__Source text__.
+ + + + +
BELFAST, Northern Ireland - For decades, Helen McKendry has demanded that Sinn Fein chief Gerry Adams come clean about the Irish Republican Army's abduction, slaying, and secret burial of her mother in 1972, and his alleged role as the outlawed group's Belfast leader who ordered the killing.
As detectives interrogated Adams for a second day over the unsolved slaying of the 37-year-old widowed mother of 10, who was falsely branded a British spy, the daughter who led a campaign for the truth says she's praying for a murder charge.
"I'm hoping against hope that he doesn't walk out free," McKendry said. "Everybody, the dogs in the street, knew he was the top IRA man in Belfast at that time."
McKendry, with her husband, Seamus, launched a protest campaign in 1995 against Adams' denial of IRA involvement in the slaying of Jean McConville. On Thursday, the 56-year-old said she found it hard to believe he was finally in custody.
Under British antiterror law, Adams, 65, must be charged or freed by Friday night, unless police seek a judicial extension to his interrogation.
Northern Ireland has met news of Adams' arrest for the 42-year-old crime with a mixture of resignation and cynicism. Supporters and detractors alike agree on one thing, though: Adams is too important a figure in the peace process to go to jail, and he's never going to talk honestly about his past command positions in the Provisional IRA.
+ + + + +
__Raw records__.
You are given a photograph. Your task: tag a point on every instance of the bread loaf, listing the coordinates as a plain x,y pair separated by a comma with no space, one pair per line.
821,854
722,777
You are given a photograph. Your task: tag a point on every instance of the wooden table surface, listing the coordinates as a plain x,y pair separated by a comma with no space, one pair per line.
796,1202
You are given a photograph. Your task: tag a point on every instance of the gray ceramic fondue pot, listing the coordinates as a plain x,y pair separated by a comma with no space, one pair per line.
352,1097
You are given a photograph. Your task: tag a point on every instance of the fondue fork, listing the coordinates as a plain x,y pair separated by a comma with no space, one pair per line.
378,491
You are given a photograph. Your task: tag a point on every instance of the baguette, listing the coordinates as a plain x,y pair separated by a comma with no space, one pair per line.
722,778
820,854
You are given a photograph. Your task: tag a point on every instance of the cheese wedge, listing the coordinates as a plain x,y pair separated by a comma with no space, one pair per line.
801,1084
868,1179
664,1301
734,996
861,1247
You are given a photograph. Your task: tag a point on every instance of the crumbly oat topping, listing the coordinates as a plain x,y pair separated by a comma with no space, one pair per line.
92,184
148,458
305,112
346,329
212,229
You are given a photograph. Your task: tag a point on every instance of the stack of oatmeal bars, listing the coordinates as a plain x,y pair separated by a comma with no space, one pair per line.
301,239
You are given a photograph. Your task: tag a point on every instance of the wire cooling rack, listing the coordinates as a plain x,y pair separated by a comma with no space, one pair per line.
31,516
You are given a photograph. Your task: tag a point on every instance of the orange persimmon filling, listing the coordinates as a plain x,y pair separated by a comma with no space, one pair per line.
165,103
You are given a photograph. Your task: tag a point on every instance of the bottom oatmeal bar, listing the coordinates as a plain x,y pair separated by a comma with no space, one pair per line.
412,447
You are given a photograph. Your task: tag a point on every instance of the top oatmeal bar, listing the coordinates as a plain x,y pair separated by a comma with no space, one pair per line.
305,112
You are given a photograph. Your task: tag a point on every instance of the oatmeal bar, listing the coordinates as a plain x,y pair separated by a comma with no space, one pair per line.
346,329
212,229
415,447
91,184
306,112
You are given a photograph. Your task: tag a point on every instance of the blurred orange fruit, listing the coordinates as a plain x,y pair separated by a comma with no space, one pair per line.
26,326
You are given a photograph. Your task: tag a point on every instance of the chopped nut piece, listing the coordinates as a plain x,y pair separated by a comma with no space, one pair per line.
+ + + + +
__Challenges__.
[a] Answer these questions from the article on Adams' arrest, one answer per line, marked the same way:
(i) In what year did McKendry and her husband begin their protest campaign?
(ii) How old is Adams?
(iii) Under British antiterror law, by when must Adams be charged or freed?
[b] Swap "resignation" for "weariness" in the article on Adams' arrest, and write out the passage starting at "Northern Ireland has" and ending at "the Provisional IRA." with that change.

__Written answers__.
[a]
(i) 1995
(ii) 65
(iii) By Friday night, unless police seek a judicial extension to his interrogation

[b]
Northern Ireland has met news of Adams' arrest for the 42-year-old crime with a mixture of weariness and cynicism. Supporters and detractors alike agree on one thing, though: Adams is too important a figure in the peace process to go to jail, and he's never going to talk honestly about his past command positions in the Provisional IRA.